DEINE AUFGABE:
Schreib den Text über das Eisenwerk in Kallich weiter, und zwar direkt nach seinem letzten Satz.

SEITENTEXT:
◆ ◆ ◆ ◆ ◆ ◆ ◆
Das Eisenwerk in Kallich

Die erste nachgewiesene Besiedlung von Kallich erfolgte im Zusammenhang mit der Förderung von Erzen im Jahr 1579. Das Eisenwerk in Kallich entstand im 15. Jahrhundert, als die reichen Erzvorkommen entdeckt wurden und dem Gebirge den Namen Erzgebirge gaben. Die Erzlagerstätten erstreckten sich über den gesamten Gebirgszug. So entstanden in entlegenen Waldgebieten Schmelz- und Hammerhütten, die die Entstehung neuer Dorfer mit sich brachten. In Kallich wurde in damaliger Zeit ein Hammerwerk für die Herstellung von Blechen errichtet, auch eine Sensenschmiede wird erwähnt. Das Erz wurde im Ort am Platz der heutigen Kirche gefördert.

Der Dreißigjährige Krieg traf dann auch Kallich. Bereits 1619 zog die Armee von Mansfeld durch das Dorf. Ein Jahr später vernichteten Bayern große Teile des Dorfes. Den Rest besorgten die Schweden. So gab es kurz vor Ende des Krieges im Jahr 1654 im Ort nur noch 16 Häusler. Die Erzförderung war eingestellt. Im Jahr 1685 ist ein Hochofen mit Frischhütte in Natschung erwähnt. 1749 wurde das Eisenwerk aus Natschung nach Kallich verlegt und ausgebaut. Produziert wurden kleine Stahlwerkzeuge. Anfangs liefen die Geschäfte schlecht und so konnte auch das Eisenwerk die Armut, die 1770 das Erzgebirge heimsuchte, auch in Kallich nicht verhindern. Viele Menschen verhungerten, hinzu kam Typhus.
◆ ◆ ◆ ◆ ◆ ◆ ◆
DATENZEILEN:
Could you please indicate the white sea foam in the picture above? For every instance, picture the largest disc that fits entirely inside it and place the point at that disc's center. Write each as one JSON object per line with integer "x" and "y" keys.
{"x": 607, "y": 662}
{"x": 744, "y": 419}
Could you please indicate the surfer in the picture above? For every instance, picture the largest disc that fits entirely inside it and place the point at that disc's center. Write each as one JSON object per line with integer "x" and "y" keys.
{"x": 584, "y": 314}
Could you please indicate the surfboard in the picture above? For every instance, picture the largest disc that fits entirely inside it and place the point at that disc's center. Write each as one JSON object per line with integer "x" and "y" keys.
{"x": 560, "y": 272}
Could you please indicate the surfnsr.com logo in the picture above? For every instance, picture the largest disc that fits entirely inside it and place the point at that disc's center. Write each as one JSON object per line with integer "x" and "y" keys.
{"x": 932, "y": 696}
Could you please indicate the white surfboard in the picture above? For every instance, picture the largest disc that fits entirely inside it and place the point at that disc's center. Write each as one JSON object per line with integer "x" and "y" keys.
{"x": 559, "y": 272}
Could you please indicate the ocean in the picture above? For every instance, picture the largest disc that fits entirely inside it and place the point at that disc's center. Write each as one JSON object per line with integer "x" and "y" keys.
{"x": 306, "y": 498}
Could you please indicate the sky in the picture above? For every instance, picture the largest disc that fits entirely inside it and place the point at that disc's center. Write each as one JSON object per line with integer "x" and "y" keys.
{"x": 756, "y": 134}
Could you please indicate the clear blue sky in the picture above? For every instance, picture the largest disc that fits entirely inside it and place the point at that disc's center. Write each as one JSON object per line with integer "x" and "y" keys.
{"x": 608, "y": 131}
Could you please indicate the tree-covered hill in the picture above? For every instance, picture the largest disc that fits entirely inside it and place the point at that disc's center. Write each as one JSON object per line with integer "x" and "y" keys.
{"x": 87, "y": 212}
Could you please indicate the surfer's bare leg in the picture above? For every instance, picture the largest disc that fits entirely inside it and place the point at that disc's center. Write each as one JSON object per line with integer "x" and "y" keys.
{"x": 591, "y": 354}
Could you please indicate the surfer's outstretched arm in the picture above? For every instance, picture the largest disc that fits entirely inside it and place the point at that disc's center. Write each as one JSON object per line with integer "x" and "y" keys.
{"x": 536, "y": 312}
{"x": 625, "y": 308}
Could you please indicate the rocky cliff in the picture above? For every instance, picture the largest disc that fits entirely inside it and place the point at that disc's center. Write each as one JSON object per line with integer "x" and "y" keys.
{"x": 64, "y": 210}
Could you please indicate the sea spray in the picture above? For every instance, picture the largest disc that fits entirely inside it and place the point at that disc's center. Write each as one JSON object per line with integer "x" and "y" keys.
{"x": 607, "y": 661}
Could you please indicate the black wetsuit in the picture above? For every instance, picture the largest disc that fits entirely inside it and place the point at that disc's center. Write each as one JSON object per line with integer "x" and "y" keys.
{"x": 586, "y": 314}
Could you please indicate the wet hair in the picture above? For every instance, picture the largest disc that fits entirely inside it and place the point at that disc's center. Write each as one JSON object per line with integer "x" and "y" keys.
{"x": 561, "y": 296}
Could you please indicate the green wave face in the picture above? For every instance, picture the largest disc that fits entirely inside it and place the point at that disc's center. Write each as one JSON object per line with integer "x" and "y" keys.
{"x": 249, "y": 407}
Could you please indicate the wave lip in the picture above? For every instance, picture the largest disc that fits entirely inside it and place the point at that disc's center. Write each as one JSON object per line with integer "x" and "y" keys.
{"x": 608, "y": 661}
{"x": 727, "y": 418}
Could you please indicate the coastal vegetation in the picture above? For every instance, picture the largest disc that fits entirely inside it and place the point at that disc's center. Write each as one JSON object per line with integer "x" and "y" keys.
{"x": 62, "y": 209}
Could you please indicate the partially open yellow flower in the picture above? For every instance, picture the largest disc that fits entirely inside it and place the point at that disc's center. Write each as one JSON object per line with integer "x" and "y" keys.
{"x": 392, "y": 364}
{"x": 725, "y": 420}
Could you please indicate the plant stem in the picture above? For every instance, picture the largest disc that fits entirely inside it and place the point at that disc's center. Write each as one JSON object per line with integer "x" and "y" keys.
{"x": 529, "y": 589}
◆ ◆ ◆ ◆ ◆ ◆ ◆
DEINE ANTWORT:
Die Entwicklung des Kallicher Eisenwerkes wurde ab 1771 forciert als Johann Alexander von Rottenhan das Eigentum an der Herrschafft Rothenhaus erwarb, zu der Kallich gehörte. Alexander von Rottenhahn und vor allem dessen Sohn Heinrich Franz von Rottenhahn nahmen sich der Eisenwerke in Kallich an, bauten sie aus und sie wurden der wichtigste Arbeitgeber in der Umgebung. Neben dem bestehenden Hochofen, der Eisengießerei und dem Eisenstein-Pochhammer errichteten sie drei neue Frischfeuer, einen Zeug- und einen Zainhammer. Hinzu kam ein Werk zur Herstellung von Nägeln. Damit lasteten sie aber auch die vorhandenen Wasserkräfte, die für die Produktion notwendig waren, voll aus. Der Graf Heinrich Franz von Rottenhahn ließ deshalb ein weiteres Werk im Tötschbachtal errichten. Er benannte das Werk und das darum entstehende kleine Dorf nach seiner Tochter Gabriela „Gabrielahütten“. Diese erbte 1809 den gesamten Besitz und führte ihn bis 1863 erfolgreich weiter.

Eisenwerk Kalek

Nach der Beendigung der napoleonischen Kriege und mit dem Eintreten des Friedens 1815 erreichte der Aufschwung Böhmen. Die Kallicher Werke werden wiederum erweitert, neue Werke, wie zum Beispiel in Schmiedeberg wurden hinzugekauft. Der Hammerverwalter Carl Weigel, geb. 1804 in Sachsen, verbessert zwischen 1824 und 1836 den Betrieb des Hochofens und der Frischhütten auf wissenschaftlicher Grundlage. Die Eisenausbringung wird von 28% auf 80% angehoben.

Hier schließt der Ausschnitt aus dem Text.